▸ **Exercise instructions**: Pull out each line in the records below that contains the string "bracken".

(Records from a dataset)
----------------------------------------

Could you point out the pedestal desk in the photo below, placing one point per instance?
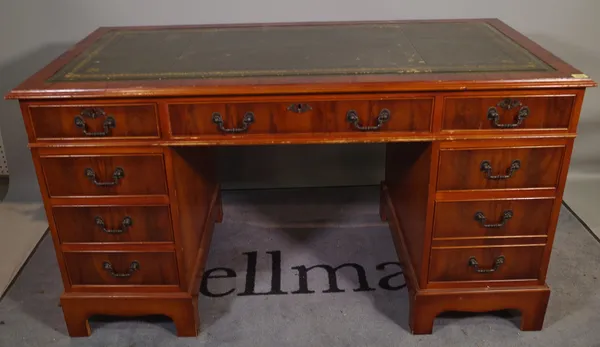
(479, 123)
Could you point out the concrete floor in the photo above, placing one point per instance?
(582, 195)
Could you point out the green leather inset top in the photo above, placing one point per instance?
(299, 50)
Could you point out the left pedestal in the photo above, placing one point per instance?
(131, 227)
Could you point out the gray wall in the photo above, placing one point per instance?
(33, 32)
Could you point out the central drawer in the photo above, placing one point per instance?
(402, 115)
(97, 175)
(485, 264)
(127, 268)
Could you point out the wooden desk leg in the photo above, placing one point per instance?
(181, 308)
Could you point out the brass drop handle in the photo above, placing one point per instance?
(508, 104)
(126, 223)
(352, 118)
(486, 168)
(133, 267)
(246, 121)
(506, 215)
(299, 108)
(475, 265)
(118, 174)
(94, 113)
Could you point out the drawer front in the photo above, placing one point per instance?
(113, 224)
(410, 115)
(485, 264)
(496, 218)
(105, 175)
(507, 113)
(94, 122)
(100, 268)
(499, 168)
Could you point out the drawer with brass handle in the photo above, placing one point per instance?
(492, 218)
(90, 224)
(121, 268)
(499, 168)
(98, 175)
(94, 122)
(518, 111)
(202, 119)
(486, 263)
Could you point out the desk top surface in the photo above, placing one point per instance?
(208, 60)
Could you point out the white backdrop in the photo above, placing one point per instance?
(33, 32)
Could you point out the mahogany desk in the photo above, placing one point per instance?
(479, 123)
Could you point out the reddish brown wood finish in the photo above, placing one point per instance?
(452, 264)
(66, 175)
(457, 220)
(461, 169)
(77, 224)
(407, 176)
(58, 122)
(180, 307)
(195, 188)
(438, 135)
(86, 268)
(193, 120)
(545, 112)
(426, 304)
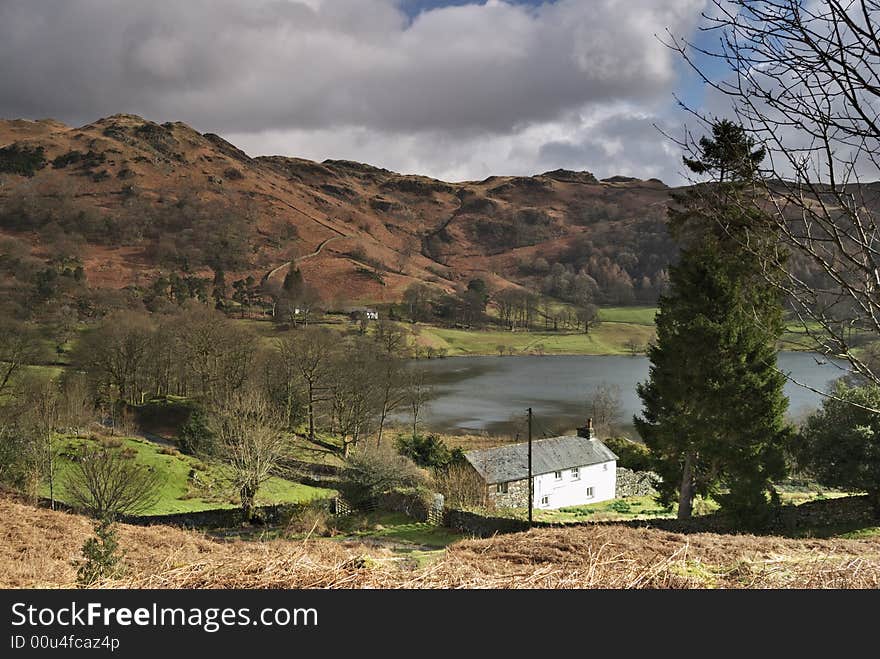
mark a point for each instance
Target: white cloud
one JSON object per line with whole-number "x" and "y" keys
{"x": 458, "y": 92}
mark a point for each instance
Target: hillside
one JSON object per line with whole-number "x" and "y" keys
{"x": 37, "y": 548}
{"x": 122, "y": 202}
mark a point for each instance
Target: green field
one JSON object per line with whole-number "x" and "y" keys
{"x": 606, "y": 339}
{"x": 629, "y": 508}
{"x": 190, "y": 485}
{"x": 632, "y": 315}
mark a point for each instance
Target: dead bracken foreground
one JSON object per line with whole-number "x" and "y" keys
{"x": 38, "y": 547}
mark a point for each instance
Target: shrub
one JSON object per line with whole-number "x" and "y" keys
{"x": 429, "y": 451}
{"x": 101, "y": 555}
{"x": 630, "y": 454}
{"x": 377, "y": 470}
{"x": 106, "y": 483}
{"x": 461, "y": 486}
{"x": 311, "y": 519}
{"x": 619, "y": 506}
{"x": 840, "y": 444}
{"x": 66, "y": 159}
{"x": 22, "y": 160}
{"x": 196, "y": 436}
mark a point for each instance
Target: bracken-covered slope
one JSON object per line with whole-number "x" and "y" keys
{"x": 132, "y": 199}
{"x": 39, "y": 548}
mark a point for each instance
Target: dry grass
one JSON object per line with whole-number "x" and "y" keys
{"x": 38, "y": 547}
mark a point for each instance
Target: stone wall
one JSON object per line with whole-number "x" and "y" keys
{"x": 635, "y": 483}
{"x": 481, "y": 525}
{"x": 225, "y": 517}
{"x": 517, "y": 495}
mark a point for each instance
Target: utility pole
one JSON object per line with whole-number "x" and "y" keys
{"x": 531, "y": 487}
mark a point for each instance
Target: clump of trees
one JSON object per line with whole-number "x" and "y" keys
{"x": 713, "y": 405}
{"x": 839, "y": 445}
{"x": 107, "y": 483}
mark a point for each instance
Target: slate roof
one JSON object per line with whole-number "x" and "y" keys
{"x": 511, "y": 461}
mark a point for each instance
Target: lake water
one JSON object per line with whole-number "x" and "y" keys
{"x": 491, "y": 394}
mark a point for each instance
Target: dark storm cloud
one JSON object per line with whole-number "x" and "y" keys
{"x": 446, "y": 75}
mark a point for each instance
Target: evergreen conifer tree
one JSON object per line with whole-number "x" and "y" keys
{"x": 714, "y": 404}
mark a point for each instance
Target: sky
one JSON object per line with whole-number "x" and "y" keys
{"x": 454, "y": 89}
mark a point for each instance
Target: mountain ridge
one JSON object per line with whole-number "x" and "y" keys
{"x": 246, "y": 215}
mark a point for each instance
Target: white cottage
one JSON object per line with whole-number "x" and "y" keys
{"x": 571, "y": 470}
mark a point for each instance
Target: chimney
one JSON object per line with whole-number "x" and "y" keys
{"x": 587, "y": 431}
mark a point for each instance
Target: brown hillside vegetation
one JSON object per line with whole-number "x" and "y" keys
{"x": 130, "y": 199}
{"x": 38, "y": 547}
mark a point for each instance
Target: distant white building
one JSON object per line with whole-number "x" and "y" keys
{"x": 359, "y": 313}
{"x": 571, "y": 470}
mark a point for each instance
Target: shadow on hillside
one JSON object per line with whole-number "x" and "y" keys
{"x": 815, "y": 519}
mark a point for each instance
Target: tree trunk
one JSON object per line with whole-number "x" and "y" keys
{"x": 311, "y": 412}
{"x": 686, "y": 495}
{"x": 51, "y": 470}
{"x": 248, "y": 493}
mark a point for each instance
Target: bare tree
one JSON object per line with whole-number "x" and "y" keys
{"x": 390, "y": 371}
{"x": 804, "y": 80}
{"x": 107, "y": 484}
{"x": 117, "y": 356}
{"x": 605, "y": 407}
{"x": 251, "y": 440}
{"x": 308, "y": 356}
{"x": 355, "y": 392}
{"x": 76, "y": 409}
{"x": 43, "y": 401}
{"x": 19, "y": 347}
{"x": 587, "y": 314}
{"x": 418, "y": 395}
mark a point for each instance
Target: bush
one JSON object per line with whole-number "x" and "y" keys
{"x": 461, "y": 487}
{"x": 619, "y": 506}
{"x": 630, "y": 454}
{"x": 429, "y": 451}
{"x": 101, "y": 555}
{"x": 106, "y": 483}
{"x": 196, "y": 436}
{"x": 374, "y": 471}
{"x": 311, "y": 519}
{"x": 840, "y": 444}
{"x": 22, "y": 160}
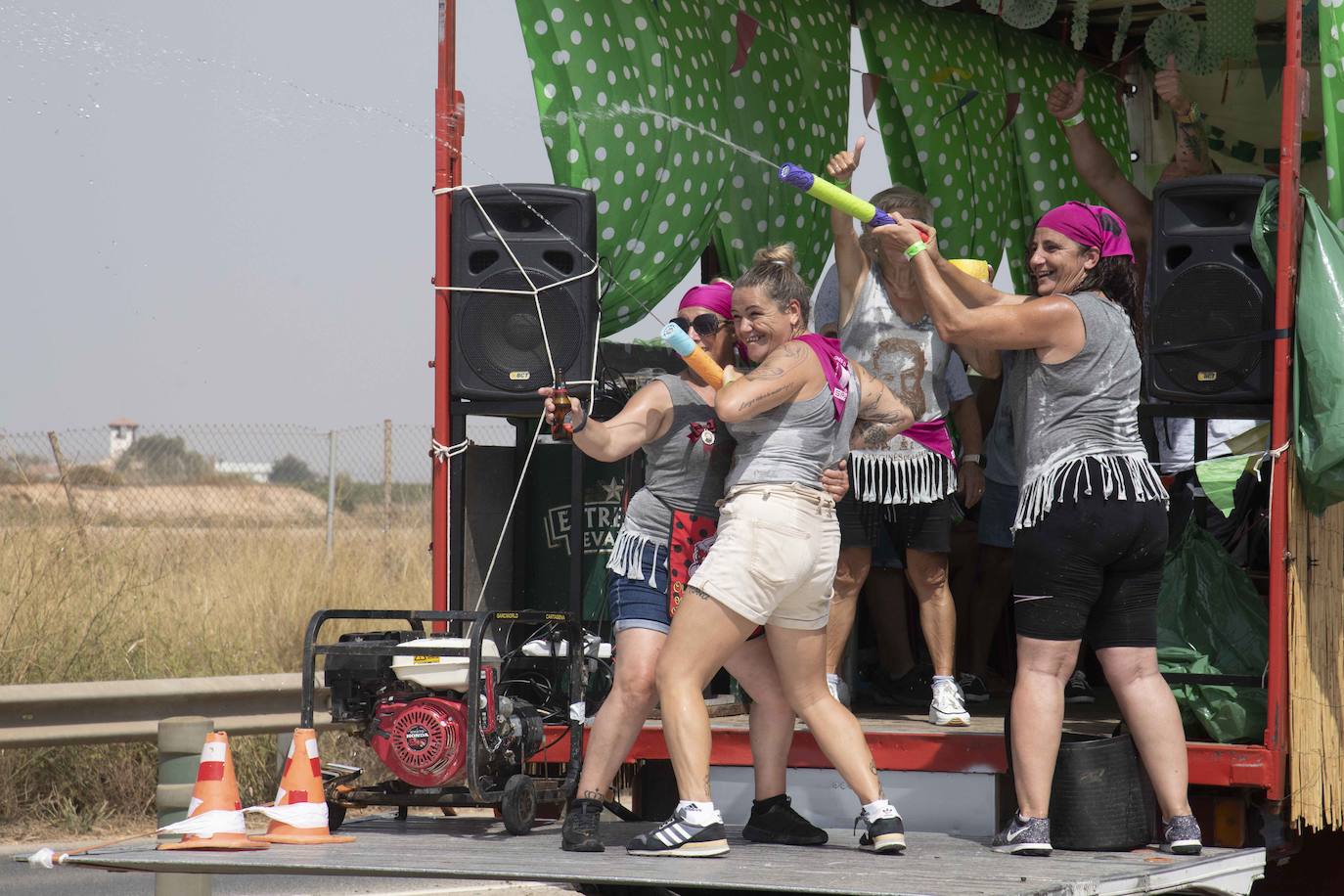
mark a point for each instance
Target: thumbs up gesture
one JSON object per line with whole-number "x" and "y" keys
{"x": 1066, "y": 98}
{"x": 844, "y": 162}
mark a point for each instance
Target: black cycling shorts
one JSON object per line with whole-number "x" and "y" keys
{"x": 1092, "y": 568}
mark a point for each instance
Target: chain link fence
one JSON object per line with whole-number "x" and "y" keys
{"x": 360, "y": 482}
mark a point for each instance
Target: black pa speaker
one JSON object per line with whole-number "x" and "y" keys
{"x": 499, "y": 344}
{"x": 1210, "y": 305}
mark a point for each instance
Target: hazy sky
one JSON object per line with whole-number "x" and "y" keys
{"x": 222, "y": 212}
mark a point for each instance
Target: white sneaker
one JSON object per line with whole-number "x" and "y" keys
{"x": 948, "y": 707}
{"x": 837, "y": 688}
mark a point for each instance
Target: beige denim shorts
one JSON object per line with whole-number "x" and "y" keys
{"x": 775, "y": 557}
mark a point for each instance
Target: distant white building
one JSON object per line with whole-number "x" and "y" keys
{"x": 257, "y": 471}
{"x": 122, "y": 435}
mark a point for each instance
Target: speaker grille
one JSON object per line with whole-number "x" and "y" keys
{"x": 1207, "y": 302}
{"x": 500, "y": 337}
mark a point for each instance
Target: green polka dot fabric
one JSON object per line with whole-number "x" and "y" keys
{"x": 988, "y": 187}
{"x": 637, "y": 105}
{"x": 957, "y": 157}
{"x": 1332, "y": 98}
{"x": 789, "y": 103}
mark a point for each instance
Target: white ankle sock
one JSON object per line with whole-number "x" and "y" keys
{"x": 879, "y": 809}
{"x": 697, "y": 813}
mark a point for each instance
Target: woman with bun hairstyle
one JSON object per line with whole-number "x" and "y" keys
{"x": 775, "y": 558}
{"x": 667, "y": 528}
{"x": 1091, "y": 529}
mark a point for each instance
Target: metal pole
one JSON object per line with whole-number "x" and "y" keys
{"x": 449, "y": 124}
{"x": 1285, "y": 295}
{"x": 70, "y": 495}
{"x": 331, "y": 492}
{"x": 387, "y": 497}
{"x": 180, "y": 740}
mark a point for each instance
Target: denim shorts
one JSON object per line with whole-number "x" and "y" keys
{"x": 998, "y": 510}
{"x": 635, "y": 604}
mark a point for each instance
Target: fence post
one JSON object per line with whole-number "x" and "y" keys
{"x": 70, "y": 495}
{"x": 180, "y": 740}
{"x": 387, "y": 497}
{"x": 331, "y": 492}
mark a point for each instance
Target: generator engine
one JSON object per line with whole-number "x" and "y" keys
{"x": 414, "y": 709}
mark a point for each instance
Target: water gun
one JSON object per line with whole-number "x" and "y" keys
{"x": 694, "y": 356}
{"x": 833, "y": 197}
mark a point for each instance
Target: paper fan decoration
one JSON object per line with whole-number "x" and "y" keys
{"x": 1078, "y": 28}
{"x": 1172, "y": 34}
{"x": 1127, "y": 15}
{"x": 1208, "y": 58}
{"x": 1028, "y": 14}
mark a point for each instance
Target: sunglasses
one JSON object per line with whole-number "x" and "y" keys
{"x": 704, "y": 324}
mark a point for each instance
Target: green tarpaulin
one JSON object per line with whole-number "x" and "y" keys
{"x": 1319, "y": 345}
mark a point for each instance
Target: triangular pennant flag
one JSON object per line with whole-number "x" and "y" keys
{"x": 1012, "y": 107}
{"x": 1272, "y": 60}
{"x": 1218, "y": 477}
{"x": 870, "y": 96}
{"x": 746, "y": 35}
{"x": 962, "y": 104}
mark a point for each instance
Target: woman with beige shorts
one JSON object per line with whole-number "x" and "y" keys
{"x": 775, "y": 558}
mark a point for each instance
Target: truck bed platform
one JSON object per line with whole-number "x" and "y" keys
{"x": 935, "y": 864}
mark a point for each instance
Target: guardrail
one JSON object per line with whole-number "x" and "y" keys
{"x": 122, "y": 711}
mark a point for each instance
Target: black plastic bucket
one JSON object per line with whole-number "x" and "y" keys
{"x": 1100, "y": 798}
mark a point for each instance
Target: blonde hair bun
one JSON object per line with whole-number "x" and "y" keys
{"x": 781, "y": 254}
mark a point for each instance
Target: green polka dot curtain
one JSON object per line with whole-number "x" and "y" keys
{"x": 988, "y": 183}
{"x": 955, "y": 154}
{"x": 1332, "y": 98}
{"x": 637, "y": 105}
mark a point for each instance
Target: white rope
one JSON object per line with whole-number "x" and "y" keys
{"x": 207, "y": 824}
{"x": 442, "y": 453}
{"x": 513, "y": 503}
{"x": 295, "y": 814}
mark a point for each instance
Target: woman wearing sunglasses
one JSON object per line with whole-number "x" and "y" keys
{"x": 775, "y": 559}
{"x": 667, "y": 531}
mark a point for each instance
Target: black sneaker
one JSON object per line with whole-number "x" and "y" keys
{"x": 912, "y": 690}
{"x": 679, "y": 837}
{"x": 1078, "y": 690}
{"x": 775, "y": 821}
{"x": 884, "y": 834}
{"x": 1023, "y": 837}
{"x": 973, "y": 688}
{"x": 1182, "y": 835}
{"x": 578, "y": 834}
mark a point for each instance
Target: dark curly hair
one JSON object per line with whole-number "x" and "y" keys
{"x": 1114, "y": 278}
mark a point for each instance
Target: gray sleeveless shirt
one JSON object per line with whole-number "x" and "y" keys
{"x": 912, "y": 359}
{"x": 685, "y": 470}
{"x": 793, "y": 442}
{"x": 1085, "y": 407}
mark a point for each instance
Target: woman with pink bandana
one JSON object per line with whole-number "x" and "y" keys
{"x": 1091, "y": 531}
{"x": 667, "y": 529}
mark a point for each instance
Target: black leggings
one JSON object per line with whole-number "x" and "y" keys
{"x": 1092, "y": 567}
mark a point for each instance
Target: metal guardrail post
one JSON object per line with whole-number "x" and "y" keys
{"x": 180, "y": 740}
{"x": 331, "y": 493}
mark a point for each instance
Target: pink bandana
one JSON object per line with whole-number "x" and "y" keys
{"x": 1091, "y": 226}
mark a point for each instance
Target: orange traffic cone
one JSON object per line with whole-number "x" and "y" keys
{"x": 215, "y": 819}
{"x": 298, "y": 814}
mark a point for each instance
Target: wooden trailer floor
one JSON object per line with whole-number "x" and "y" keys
{"x": 478, "y": 848}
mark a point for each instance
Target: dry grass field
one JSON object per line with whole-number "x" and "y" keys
{"x": 133, "y": 602}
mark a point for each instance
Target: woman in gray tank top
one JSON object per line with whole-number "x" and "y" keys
{"x": 668, "y": 524}
{"x": 1092, "y": 524}
{"x": 775, "y": 557}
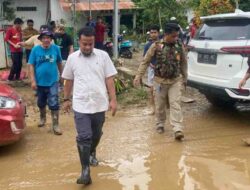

----------------------------------------

▸ **Answer in full**:
Target: dead bracken foreground
Target: bracken-covered slope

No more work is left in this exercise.